[Location labeling data]
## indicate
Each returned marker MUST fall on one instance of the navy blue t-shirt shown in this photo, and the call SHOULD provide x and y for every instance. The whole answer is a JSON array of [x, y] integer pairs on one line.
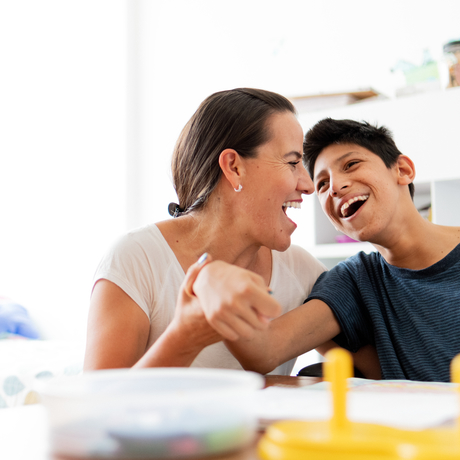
[[411, 316]]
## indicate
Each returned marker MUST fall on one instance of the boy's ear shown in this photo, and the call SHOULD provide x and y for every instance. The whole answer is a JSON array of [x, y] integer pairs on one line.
[[232, 166], [406, 170]]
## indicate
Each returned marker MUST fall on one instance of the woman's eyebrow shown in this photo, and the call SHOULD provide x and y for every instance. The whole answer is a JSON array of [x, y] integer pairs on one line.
[[298, 155]]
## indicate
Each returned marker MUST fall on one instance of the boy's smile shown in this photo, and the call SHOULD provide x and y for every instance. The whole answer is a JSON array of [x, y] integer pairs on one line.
[[355, 190]]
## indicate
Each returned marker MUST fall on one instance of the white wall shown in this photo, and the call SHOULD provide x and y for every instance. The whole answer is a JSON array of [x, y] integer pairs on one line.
[[62, 152], [93, 94]]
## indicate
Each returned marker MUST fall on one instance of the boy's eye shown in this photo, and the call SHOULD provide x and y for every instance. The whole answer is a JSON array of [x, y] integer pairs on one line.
[[320, 185]]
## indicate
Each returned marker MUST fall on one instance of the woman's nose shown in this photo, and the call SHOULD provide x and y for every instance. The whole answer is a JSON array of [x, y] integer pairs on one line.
[[337, 186], [305, 184]]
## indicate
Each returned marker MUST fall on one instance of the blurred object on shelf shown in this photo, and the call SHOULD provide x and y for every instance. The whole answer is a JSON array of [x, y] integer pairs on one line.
[[418, 79], [425, 212], [345, 239], [452, 54], [322, 101]]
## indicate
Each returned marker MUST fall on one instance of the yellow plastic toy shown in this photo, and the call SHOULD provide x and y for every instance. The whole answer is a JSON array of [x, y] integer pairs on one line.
[[341, 439]]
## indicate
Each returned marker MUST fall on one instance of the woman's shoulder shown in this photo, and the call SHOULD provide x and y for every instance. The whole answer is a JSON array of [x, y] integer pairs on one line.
[[140, 243], [297, 257]]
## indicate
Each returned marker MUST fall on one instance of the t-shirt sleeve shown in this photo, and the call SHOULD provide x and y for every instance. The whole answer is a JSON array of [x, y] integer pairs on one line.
[[126, 265], [339, 289]]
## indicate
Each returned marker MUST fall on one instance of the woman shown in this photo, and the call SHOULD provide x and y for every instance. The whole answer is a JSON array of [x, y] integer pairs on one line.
[[236, 169]]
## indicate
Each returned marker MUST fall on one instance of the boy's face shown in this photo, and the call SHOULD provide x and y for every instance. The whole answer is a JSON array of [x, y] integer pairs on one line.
[[357, 192]]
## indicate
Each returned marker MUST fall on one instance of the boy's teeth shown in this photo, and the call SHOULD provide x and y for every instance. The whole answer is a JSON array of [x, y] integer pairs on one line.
[[291, 204], [346, 205]]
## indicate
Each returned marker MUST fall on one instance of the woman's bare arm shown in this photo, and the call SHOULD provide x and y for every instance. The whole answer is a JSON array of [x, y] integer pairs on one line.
[[232, 297], [118, 330]]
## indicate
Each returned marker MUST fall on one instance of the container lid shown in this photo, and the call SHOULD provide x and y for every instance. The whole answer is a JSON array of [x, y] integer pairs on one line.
[[158, 383]]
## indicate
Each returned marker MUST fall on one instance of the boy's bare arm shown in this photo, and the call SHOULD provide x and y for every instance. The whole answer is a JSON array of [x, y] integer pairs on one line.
[[235, 300], [292, 334]]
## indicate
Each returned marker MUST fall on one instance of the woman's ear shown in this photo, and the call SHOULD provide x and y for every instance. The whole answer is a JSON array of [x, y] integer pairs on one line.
[[406, 170], [232, 167]]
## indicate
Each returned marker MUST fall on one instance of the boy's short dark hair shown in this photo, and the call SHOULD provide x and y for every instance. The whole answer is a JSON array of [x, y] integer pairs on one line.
[[378, 140]]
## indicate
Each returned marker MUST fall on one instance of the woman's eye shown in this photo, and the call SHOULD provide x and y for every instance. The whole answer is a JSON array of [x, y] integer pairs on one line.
[[321, 185], [350, 164]]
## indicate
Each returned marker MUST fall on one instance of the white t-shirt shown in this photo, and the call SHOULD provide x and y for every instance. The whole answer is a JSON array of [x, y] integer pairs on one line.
[[145, 267]]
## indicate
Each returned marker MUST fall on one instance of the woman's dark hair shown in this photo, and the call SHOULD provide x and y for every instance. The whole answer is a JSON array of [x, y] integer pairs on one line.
[[378, 140], [236, 119]]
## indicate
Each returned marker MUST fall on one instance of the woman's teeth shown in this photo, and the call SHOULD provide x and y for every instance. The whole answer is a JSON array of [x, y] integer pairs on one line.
[[292, 204], [346, 205]]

Exercise description: Quote the data word for word, from its first line through the line containing "[[355, 190]]". Leave the pictures out.

Correct answer:
## indicate
Each returned marker MUST fall on one instance of the navy blue t-shirt shown in this photo, and the call SHOULD provide x and y for every instance. The whole answer is a JSON array of [x, y] integer pairs on one line.
[[411, 316]]
## indicate
Each returned marker MUST fall on one instance of the boy's ear shown in this photo, and the call SHOULD provide x and y for every instance. The whole answer is a JSON array of [x, y] integer pairs on one line.
[[232, 166], [406, 170]]
## indicate
Each returned marker MUST fall on one instance of the woman's eyebrow shown in this photo, and the call SHOULD provide x and y for every instance. The whole answer is a JSON array of [x, y] integer pairs on one line.
[[298, 155]]
## indicate
Each returned marker MUST fall on one instance of the boy's smile shown in this photo, and the call SHOULD provide x and y for every instance. The whole answer is a JSON array of [x, y] integer pairs on one line.
[[355, 190]]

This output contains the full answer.